課題 => 資料の中から「tree」という語を含む行をすべて見つけ、書き写してください。大文字と小文字は区別します。

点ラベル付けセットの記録
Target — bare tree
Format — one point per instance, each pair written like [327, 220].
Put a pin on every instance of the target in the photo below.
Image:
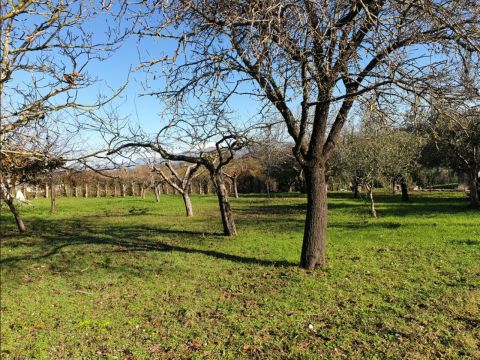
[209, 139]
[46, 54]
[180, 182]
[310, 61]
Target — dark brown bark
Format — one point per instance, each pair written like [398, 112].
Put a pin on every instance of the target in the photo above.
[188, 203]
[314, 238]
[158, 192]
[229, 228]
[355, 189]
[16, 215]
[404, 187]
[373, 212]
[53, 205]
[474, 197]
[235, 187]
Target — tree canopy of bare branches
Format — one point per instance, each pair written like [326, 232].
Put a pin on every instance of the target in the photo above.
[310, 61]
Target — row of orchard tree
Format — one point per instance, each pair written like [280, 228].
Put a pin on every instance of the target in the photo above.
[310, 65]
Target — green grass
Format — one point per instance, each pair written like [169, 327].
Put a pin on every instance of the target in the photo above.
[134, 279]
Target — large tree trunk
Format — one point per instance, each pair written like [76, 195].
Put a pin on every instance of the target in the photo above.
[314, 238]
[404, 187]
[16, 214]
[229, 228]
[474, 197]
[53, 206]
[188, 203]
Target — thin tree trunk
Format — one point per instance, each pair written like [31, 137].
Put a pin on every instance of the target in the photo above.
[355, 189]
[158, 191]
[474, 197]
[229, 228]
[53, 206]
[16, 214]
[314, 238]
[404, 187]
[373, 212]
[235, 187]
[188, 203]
---
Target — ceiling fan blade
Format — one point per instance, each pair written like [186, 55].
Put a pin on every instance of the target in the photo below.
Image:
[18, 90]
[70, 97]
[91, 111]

解答 =>
Target — bare tree
Target — tree canopy of bare branches
Target — row of orchard tree
Target — large tree trunk
Target — thin tree trunk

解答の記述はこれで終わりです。